Document passage
Sunday, 31 August 2008

Sunday in the city

I was in the centre of Warsaw today to address a climate-change awareness picnic held on Nowy Swiat, along with a number of diplomats, government officials and representatives of business. Climate change is an issue where Polish awareness lags (literally years) behind western Europe. Poland is to host the international climate change conference in Poznań in December, putting the host city on the world stage. Lots to do beforehand in terms of changing attitudes in a country where if your flat's too hot in mid-winter, open the windows.

En route, I passed through Plac Trzech Krzyzy which was being readied for the ten-kilometer fun run that would take place this afternoon. Above: St Alexander's Church looks particularly splendid in the strong August sunlight.

Warsaw's famous palm tree, in the centre of Rondo de Gaulle'a, on the crossroads of Al. Jerozolimskie and Nowy Swiat. Standing there since 2002, it's become a symbol of the new, open, youthful, creative capital city. Click here for its history.

Arriving on Nowy Swiat early (the giełda fotograficzna being so disappointing - see post below), I sat down at a cafe and watched the morning strollers along Warsaw's most prestigious street. I observed the following. Warsaw's getting cosmopolitan. People who visually I'd took for tourists from Scandinavia, America, France or Italy passed me by speaking perfect Polish. Once you could spot a Polish man a mile off due to his clumsy dress sense - today, in Warsaw at least - this is not the case. Indigenous young couples, old couples, families were walking in the city centre, like they do in Spain (el paseo). Walking, not shopping. This is so un-English! Who'd take their family into central London on a sunny Sunday morning?

Above: the stretch of Nowy Swiat between ul. Smolna and Foksal has been paved with grass for the day, for the Piknik z Klimatem event at which I was speaking. Giant blocks of ice were melting in the summer sun, symbolic of what's happening in the Arctic (the ice cap will have mostly gone by the summer of 2013). I was particularly impressed by the speeches from the Danish ambassador and the Swedish commercial counsellor - those countries are so far ahead of Poland in terms of energy use best practice. Sweden, for instance, gets 48% of its energy from renewable sources. Poland - a mere 5%. Climate change is something we must all address ourselves to. No more ifs or buts.

Exercise task
Please answer from the blog post: what share of Sweden's energy comes from renewable sources?

Raw records
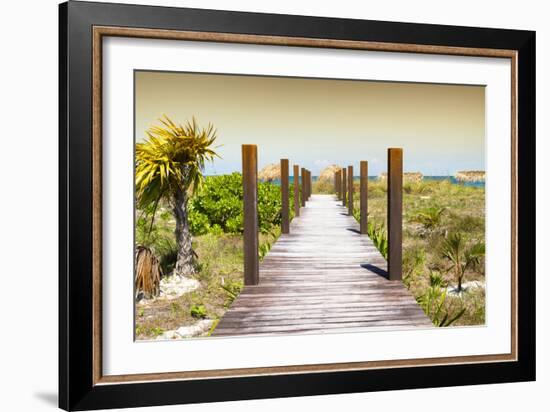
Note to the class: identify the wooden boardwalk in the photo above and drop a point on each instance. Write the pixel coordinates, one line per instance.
(322, 277)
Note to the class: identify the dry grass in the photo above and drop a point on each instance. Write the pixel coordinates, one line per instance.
(464, 213)
(220, 273)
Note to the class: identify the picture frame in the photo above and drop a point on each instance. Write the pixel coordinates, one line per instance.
(82, 28)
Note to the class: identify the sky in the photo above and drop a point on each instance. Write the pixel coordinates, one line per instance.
(318, 122)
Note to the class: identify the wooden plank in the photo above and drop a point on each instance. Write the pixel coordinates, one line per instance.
(395, 213)
(363, 196)
(350, 190)
(323, 276)
(296, 191)
(285, 220)
(344, 186)
(250, 214)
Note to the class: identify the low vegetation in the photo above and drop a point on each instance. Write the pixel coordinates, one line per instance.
(443, 246)
(215, 219)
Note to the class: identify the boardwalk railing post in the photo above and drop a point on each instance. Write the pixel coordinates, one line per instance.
(363, 197)
(344, 186)
(296, 190)
(395, 213)
(309, 184)
(303, 186)
(285, 223)
(250, 214)
(350, 190)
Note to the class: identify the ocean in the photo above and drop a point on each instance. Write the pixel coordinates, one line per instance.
(452, 179)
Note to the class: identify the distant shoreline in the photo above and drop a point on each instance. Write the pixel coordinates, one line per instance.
(452, 179)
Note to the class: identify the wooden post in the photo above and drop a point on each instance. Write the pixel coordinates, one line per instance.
(363, 196)
(350, 190)
(395, 213)
(344, 186)
(250, 212)
(309, 183)
(285, 223)
(296, 190)
(303, 186)
(336, 184)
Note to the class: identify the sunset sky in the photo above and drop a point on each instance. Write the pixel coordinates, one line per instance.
(317, 122)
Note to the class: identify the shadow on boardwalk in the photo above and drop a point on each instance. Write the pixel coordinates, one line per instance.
(322, 277)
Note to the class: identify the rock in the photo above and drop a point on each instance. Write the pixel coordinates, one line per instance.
(470, 176)
(327, 174)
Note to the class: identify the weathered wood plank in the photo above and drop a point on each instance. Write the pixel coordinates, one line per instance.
(324, 276)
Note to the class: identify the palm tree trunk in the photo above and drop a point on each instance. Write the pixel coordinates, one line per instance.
(185, 262)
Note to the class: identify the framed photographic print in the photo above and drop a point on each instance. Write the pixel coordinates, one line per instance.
(256, 205)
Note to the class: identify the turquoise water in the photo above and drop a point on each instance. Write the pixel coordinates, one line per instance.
(436, 178)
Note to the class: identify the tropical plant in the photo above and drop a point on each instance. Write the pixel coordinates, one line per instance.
(379, 237)
(148, 273)
(413, 262)
(461, 257)
(430, 217)
(169, 164)
(433, 302)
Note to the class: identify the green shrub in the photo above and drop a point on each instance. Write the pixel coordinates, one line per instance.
(198, 311)
(218, 205)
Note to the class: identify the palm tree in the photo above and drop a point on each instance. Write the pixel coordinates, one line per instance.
(460, 256)
(169, 164)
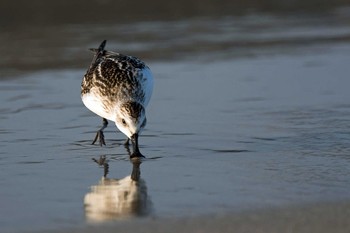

Problem solution
48%